▶ **Stated exercise**
Reproduce the lines of the items below verbatim, starting at the line containing "the green leaf" and ending at the line containing "(257, 1089)", with both of those lines included.
## begin Dataset records
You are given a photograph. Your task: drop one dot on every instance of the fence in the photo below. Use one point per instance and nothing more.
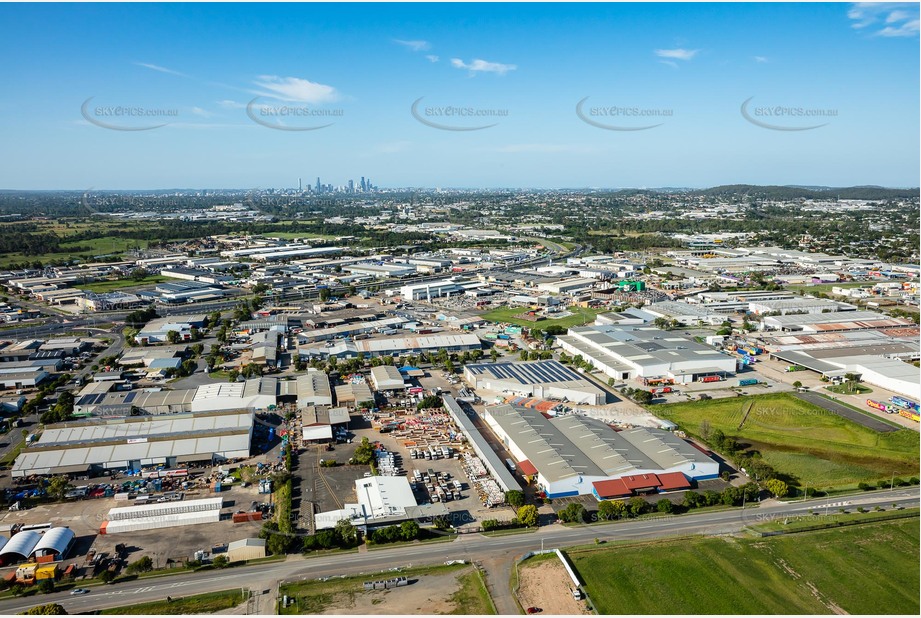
(838, 524)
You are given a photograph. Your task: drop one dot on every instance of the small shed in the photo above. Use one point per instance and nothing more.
(246, 549)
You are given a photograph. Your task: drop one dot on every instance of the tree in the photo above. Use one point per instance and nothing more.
(642, 396)
(409, 530)
(48, 609)
(527, 515)
(704, 430)
(141, 565)
(58, 486)
(346, 533)
(514, 498)
(777, 487)
(573, 513)
(637, 506)
(692, 499)
(46, 586)
(364, 453)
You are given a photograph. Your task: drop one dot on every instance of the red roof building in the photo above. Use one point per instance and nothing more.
(641, 482)
(610, 489)
(527, 468)
(673, 481)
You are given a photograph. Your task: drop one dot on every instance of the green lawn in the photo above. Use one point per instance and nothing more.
(802, 441)
(849, 389)
(118, 284)
(579, 317)
(866, 569)
(834, 518)
(198, 604)
(825, 288)
(472, 597)
(313, 596)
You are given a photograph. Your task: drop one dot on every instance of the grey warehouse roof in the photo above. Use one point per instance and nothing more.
(571, 445)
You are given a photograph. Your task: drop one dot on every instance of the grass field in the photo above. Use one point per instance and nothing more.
(825, 288)
(314, 597)
(472, 596)
(119, 284)
(849, 389)
(197, 604)
(792, 524)
(803, 442)
(579, 317)
(865, 569)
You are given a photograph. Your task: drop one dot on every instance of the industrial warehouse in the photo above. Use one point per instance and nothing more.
(100, 446)
(54, 542)
(569, 455)
(152, 516)
(382, 501)
(626, 352)
(547, 378)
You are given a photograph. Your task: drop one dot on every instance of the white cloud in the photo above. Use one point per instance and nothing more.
(900, 18)
(541, 148)
(155, 67)
(414, 45)
(483, 66)
(677, 54)
(909, 28)
(295, 89)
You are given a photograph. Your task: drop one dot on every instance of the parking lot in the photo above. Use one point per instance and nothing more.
(466, 510)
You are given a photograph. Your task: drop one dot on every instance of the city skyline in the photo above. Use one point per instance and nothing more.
(451, 96)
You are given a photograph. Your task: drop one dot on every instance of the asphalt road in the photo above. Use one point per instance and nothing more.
(841, 410)
(474, 547)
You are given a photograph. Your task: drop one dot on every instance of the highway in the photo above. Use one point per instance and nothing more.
(266, 577)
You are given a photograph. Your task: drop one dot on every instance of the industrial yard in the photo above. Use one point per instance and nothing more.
(452, 589)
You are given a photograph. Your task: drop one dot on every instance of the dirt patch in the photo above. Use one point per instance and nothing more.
(428, 594)
(546, 585)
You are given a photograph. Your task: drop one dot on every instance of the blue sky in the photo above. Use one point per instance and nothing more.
(227, 70)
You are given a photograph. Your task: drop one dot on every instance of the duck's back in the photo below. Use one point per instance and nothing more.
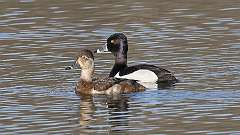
(145, 72)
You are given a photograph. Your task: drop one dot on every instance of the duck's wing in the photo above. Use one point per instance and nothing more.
(163, 74)
(102, 84)
(153, 68)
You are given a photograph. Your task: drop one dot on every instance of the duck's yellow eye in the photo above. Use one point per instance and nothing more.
(84, 57)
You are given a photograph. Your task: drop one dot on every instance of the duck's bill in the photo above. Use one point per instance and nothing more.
(103, 49)
(73, 66)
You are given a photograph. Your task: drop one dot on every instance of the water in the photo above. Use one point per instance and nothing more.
(197, 40)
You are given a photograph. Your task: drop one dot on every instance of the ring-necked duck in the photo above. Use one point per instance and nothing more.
(118, 45)
(107, 85)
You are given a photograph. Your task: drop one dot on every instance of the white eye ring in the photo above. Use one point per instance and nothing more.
(85, 57)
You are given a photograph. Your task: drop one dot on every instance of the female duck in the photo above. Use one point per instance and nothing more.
(118, 45)
(108, 85)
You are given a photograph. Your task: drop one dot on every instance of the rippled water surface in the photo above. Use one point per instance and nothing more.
(197, 40)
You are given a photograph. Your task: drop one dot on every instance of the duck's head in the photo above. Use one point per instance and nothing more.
(85, 60)
(116, 44)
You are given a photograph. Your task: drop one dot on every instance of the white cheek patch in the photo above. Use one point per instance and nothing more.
(141, 75)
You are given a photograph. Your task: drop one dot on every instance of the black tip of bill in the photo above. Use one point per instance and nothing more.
(68, 68)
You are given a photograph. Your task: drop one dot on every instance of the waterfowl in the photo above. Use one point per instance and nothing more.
(117, 44)
(108, 85)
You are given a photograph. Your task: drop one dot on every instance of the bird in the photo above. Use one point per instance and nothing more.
(117, 44)
(87, 85)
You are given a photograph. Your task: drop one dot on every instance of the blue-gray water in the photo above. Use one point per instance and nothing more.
(197, 40)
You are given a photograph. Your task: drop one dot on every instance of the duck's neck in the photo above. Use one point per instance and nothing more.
(86, 75)
(119, 66)
(120, 60)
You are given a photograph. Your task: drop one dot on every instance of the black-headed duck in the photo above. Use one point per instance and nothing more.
(108, 85)
(117, 44)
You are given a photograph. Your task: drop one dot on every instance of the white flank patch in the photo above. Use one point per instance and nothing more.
(141, 75)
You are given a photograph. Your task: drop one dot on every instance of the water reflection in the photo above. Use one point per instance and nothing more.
(113, 109)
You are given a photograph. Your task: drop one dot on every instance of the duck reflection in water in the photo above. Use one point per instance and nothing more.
(103, 110)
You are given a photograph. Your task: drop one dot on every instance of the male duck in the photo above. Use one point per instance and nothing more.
(108, 85)
(118, 45)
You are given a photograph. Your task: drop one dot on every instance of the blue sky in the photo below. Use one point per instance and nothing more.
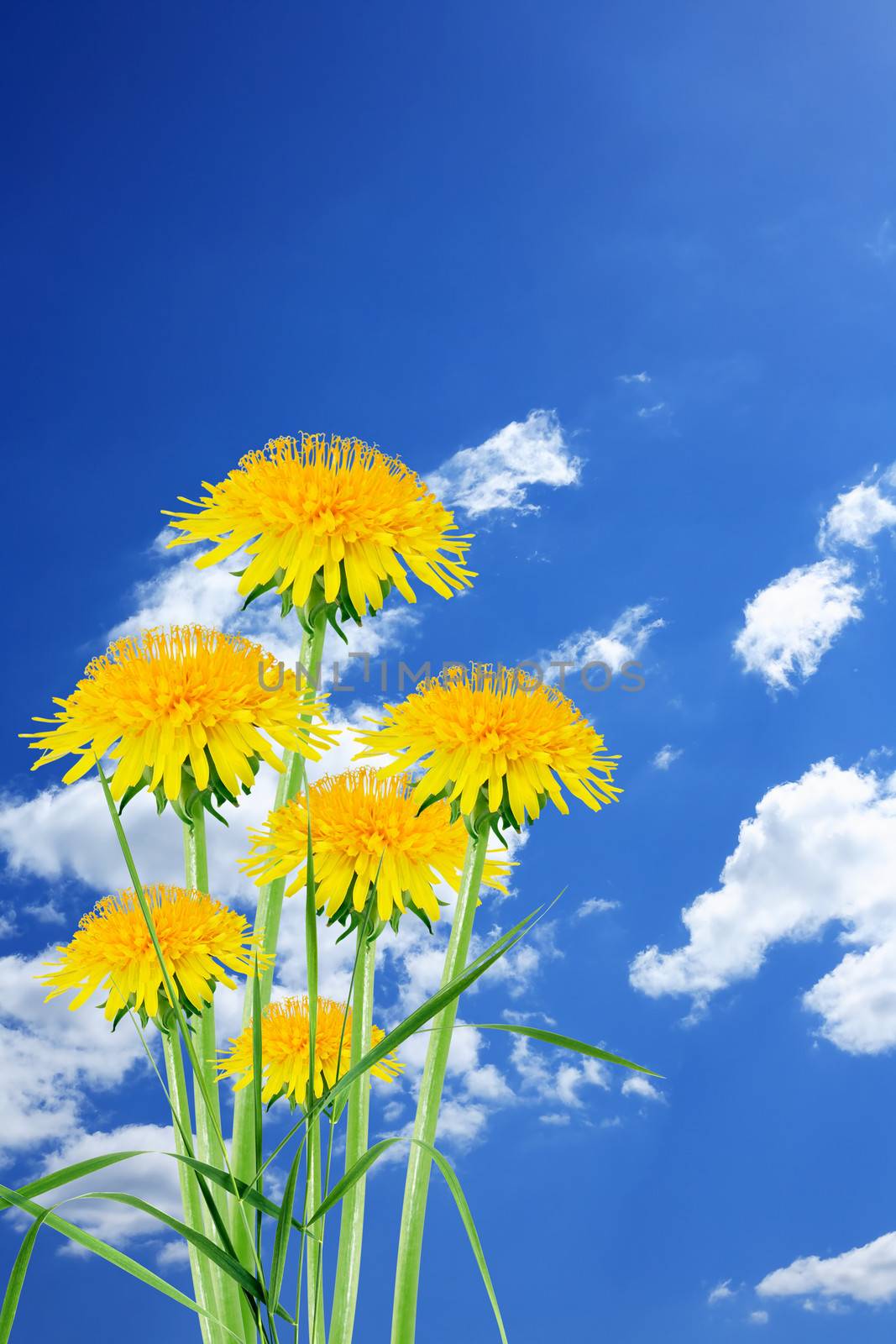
(469, 228)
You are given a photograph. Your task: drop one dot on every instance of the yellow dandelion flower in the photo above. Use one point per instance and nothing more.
(333, 514)
(365, 832)
(183, 709)
(285, 1047)
(497, 743)
(112, 952)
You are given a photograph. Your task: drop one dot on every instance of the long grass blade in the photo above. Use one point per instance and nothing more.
(86, 1168)
(553, 1038)
(210, 1249)
(371, 1156)
(284, 1226)
(114, 1257)
(443, 996)
(18, 1277)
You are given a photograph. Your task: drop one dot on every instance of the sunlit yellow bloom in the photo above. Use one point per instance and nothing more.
(190, 702)
(112, 952)
(500, 737)
(285, 1041)
(365, 831)
(329, 507)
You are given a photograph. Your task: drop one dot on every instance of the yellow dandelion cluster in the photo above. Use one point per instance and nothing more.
(112, 952)
(497, 739)
(183, 702)
(285, 1050)
(333, 512)
(365, 832)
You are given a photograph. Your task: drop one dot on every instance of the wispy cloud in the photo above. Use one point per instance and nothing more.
(860, 514)
(626, 638)
(864, 1274)
(595, 906)
(665, 757)
(499, 475)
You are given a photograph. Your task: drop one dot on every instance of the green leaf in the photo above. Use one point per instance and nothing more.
(553, 1038)
(352, 1176)
(372, 1155)
(466, 1218)
(18, 1277)
(211, 1250)
(76, 1171)
(107, 1253)
(281, 1236)
(244, 1193)
(257, 1089)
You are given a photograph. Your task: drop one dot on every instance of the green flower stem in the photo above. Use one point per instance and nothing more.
(207, 1101)
(201, 1268)
(407, 1269)
(315, 1268)
(351, 1231)
(270, 902)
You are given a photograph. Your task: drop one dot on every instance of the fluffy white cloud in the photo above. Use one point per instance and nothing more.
(857, 517)
(595, 906)
(792, 624)
(152, 1179)
(636, 1085)
(819, 851)
(622, 643)
(65, 832)
(49, 1055)
(181, 595)
(665, 757)
(497, 475)
(866, 1274)
(543, 1079)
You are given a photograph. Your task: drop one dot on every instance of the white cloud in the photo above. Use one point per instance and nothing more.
(47, 1057)
(636, 1085)
(792, 624)
(181, 595)
(46, 911)
(857, 517)
(622, 643)
(819, 851)
(65, 832)
(595, 906)
(864, 1274)
(497, 475)
(544, 1079)
(154, 1179)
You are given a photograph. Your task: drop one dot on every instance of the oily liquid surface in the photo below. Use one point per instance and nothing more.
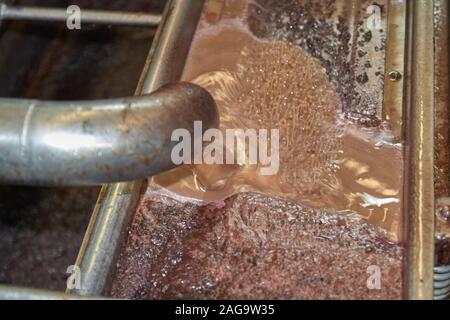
(326, 162)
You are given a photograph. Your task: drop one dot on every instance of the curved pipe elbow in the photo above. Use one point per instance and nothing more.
(98, 142)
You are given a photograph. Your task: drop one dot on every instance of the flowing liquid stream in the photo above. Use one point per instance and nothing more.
(326, 162)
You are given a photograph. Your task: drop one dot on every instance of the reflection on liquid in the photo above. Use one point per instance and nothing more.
(326, 161)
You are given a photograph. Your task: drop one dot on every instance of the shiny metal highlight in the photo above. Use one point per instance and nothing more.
(97, 142)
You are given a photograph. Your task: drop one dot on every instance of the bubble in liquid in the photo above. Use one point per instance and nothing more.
(278, 86)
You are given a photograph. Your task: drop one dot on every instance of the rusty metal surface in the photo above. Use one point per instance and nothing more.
(117, 202)
(420, 217)
(77, 143)
(393, 103)
(42, 228)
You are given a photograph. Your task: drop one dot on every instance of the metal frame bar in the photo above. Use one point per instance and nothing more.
(87, 16)
(117, 202)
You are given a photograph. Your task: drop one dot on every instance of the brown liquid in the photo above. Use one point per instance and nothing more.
(326, 162)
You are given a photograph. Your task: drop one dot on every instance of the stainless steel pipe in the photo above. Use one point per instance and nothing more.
(98, 142)
(87, 16)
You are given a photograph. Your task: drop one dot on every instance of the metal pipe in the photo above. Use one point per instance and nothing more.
(17, 293)
(117, 202)
(97, 142)
(87, 16)
(420, 208)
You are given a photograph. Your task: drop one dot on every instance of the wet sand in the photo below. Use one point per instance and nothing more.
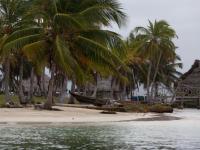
(67, 115)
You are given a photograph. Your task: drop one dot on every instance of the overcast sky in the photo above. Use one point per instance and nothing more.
(182, 15)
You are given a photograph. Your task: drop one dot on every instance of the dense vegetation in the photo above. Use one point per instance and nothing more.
(69, 39)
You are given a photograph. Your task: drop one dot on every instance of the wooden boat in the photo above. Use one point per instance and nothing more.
(89, 100)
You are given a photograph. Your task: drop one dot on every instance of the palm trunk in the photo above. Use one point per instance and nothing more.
(31, 84)
(71, 99)
(44, 93)
(7, 80)
(148, 81)
(156, 72)
(21, 92)
(63, 91)
(49, 102)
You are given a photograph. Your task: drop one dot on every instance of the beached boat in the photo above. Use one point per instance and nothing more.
(89, 100)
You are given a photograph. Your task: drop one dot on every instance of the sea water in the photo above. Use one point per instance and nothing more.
(181, 134)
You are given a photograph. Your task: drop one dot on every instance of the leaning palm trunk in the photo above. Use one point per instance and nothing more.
(63, 91)
(31, 84)
(148, 81)
(71, 99)
(49, 102)
(155, 74)
(7, 80)
(21, 92)
(44, 93)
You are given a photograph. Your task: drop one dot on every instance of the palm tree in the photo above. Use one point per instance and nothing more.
(11, 15)
(70, 34)
(157, 42)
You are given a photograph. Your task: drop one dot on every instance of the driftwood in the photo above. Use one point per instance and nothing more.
(90, 100)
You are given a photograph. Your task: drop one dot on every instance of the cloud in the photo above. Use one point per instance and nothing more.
(182, 15)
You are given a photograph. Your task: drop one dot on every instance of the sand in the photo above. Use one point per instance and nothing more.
(68, 115)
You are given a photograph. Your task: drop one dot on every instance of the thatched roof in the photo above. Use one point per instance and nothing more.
(192, 76)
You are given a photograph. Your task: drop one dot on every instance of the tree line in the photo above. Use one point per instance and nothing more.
(68, 38)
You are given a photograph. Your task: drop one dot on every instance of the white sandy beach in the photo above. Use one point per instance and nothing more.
(68, 115)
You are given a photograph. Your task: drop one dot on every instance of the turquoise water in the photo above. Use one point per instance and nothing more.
(177, 134)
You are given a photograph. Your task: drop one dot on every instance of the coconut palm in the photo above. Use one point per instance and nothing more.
(11, 12)
(69, 35)
(157, 42)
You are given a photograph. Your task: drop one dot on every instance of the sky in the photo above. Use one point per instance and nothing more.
(182, 15)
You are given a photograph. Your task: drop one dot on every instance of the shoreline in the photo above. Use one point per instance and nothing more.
(72, 115)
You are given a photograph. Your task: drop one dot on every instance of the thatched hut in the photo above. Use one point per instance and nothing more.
(188, 88)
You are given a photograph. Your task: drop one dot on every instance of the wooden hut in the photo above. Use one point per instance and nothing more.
(188, 88)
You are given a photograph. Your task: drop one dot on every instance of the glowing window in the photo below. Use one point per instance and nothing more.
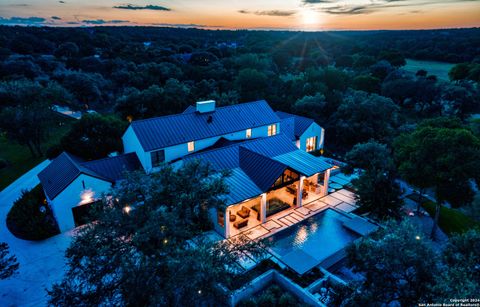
## end Dataset records
▶ **Expected answer**
You are given a photograph. Your task: drop one dot on every instance of the green leaf in the photo above. Use one point per instance and nothing more.
(553, 1038)
(352, 1176)
(372, 1155)
(466, 1218)
(18, 1277)
(211, 1250)
(76, 1171)
(107, 1253)
(281, 1236)
(244, 1193)
(257, 1089)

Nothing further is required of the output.